Parts of the exercise —
- a) Answer these questions from the article on Georgia's budget outlook:
(i) Which committee does Jack Hill chair?
(ii) Who is Hill's counterpart from the House in the budget negotiations?
(iii) How many pages long was the book holding Gov. Sonny Perdue's budget recommendations?
- b) Write a continuation of the article on Georgia's budget outlook, starting after its final sentence.

----- Document text

ANALYSIS: Georgia looks ahead at dangerous economic future

ATLANTA -- Jack Hill pictures himself staring down the barrel of Clint Eastwood's gun in a "Dirty Harry" movie.


"'Do you feel lucky, punk?'" Hill quotes from the movie. "Well, I guess I'm the punk, and I don't feel too lucky."

Hill, the well-respected chairman of the Senate Appropriations Committee on the floor of the Senate was recounting the scene for his colleagues last week.

Why would he feel like an unlucky punk?

The Reidsville Republican is worried about the Georgia's budget and what he sees as massive deficits ahead. This week, the Senate will vote on his version of next year's spending plan, and then he will enter marathon negotiating sessions with his counterpart from the House, Rep. Ben Harbin, R-Evans.

Though the two men are friends who value each other, they are starting from different assumptions about the economy.

"I just don't see anything that shows we've reached the bottom," Hill said.

Harbin, though notes that Federal Reserve Chairman Ben Bernanke is forecasting recovery could begin by year end.

"It's all a guess," Harbin said.

Guessing wrong -- beyond merely the half-full/half-empty look at the proverbial water glass -- can have significant consequences for state workers, teachers, hospitals and people who depend on government benefits.

Back in November when Gov. Sonny Perdue prepared his budget recommendations, he included for the first time, in the back of the 427-page book, a page called State Expenditure Projections. Before the state's unemployment rate hit record levels and tax collections plunged 35 percent in a single month, he was projecting budget deficits starting in 2011, averaging about $500 million for each of the next three years.

"I don't think anyone has picked up on this," said Perdue spokesman Bert Brantley.

Since then, the federal government rescued states with its stimulus package spread over this year and the next two. When that money ends, the state could face devastating deficits if the economy doesn't grow.

On top of that, Brantley warns about the revenue given up as a result of the various tax breaks coming out of the General Assembly this year.

----------
----- Supplied material

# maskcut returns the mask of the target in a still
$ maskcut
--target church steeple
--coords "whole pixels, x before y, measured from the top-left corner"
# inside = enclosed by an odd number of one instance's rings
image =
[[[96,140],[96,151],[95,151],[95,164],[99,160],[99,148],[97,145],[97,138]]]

----------

Results in order —
- a)
(i) The Senate Appropriations Committee.
(ii) Rep. Ben Harbin, R-Evans.
(iii) 427 pages.

- b)
"When you start to roll in some of those tax breaks, the numbers look even worse," he said, offering a hint that Perdue might veto tax initiatives Republican lawmakers have trumpeted so loudly.

Members of the House suspect the governor is blowing smoke to get his way on the budget.

Lt. Gov. Casey Cagle had his staff updated projections with flat revenue growth. They show a $715 million deficit in fiscal year 2011 and $1.7 billion in 2012 -- and those are based on conservative assumptions about enrollment in Medicaid and PeachCare for Kids.

"I think it's just a philosophical issue of when the recovery begins and if we would use all of the one-time stimulus money," he told reporters the day the House passed its budget. "You have to project over the next year to two years what you think the hole that that one-time money is going to create."

Harbin, though, isn't rattled.

"To project out that there is going to be this huge deficit when we really don't know is just a scare tactic," he said.

Where the House and Senate do agree is in rejecting Perdue's approach to Medicaid reimbursement rates to doctors and hospitals. The governor wanted to cut the rates 10 percent, but the House and Senate responded to medical providers who warned hospitals would close and lives would be lost as a result.

Cagle's plan is to cut other parts of the budget to preserve Medicaid spending and set the stage for dealing with the future deficits.

But cut where?

Teacher furloughs, raising state worker's share of their employee health premiums and another 1-percent, across-the-board cut for non-education parts of the budget.

The so-called "out years" are the challenge. Perdue has already tapped nearly all of the state's reserves -- and the reserves of every independent agency, from the Georgia Ports Authority to the State Employee Health Fund and probably Mary Perdue's butter-and-egg account.

Without reserves or stimulus money in 2012 -- or a willingness to raise taxes, budget writers have only one option: Cutting.

Tax collections took three years to recover after the last recession. Cagle's staff estimates it would take a 5 percent rise, not counting inflation, to balance the budget in 2012 if current expenses only increase 2 percent.

The House Appropriations members aren't so worried. They note that last seven projections on Medicaid costs from the governor's office have been off by an average of $350 million, which is about 5 percent.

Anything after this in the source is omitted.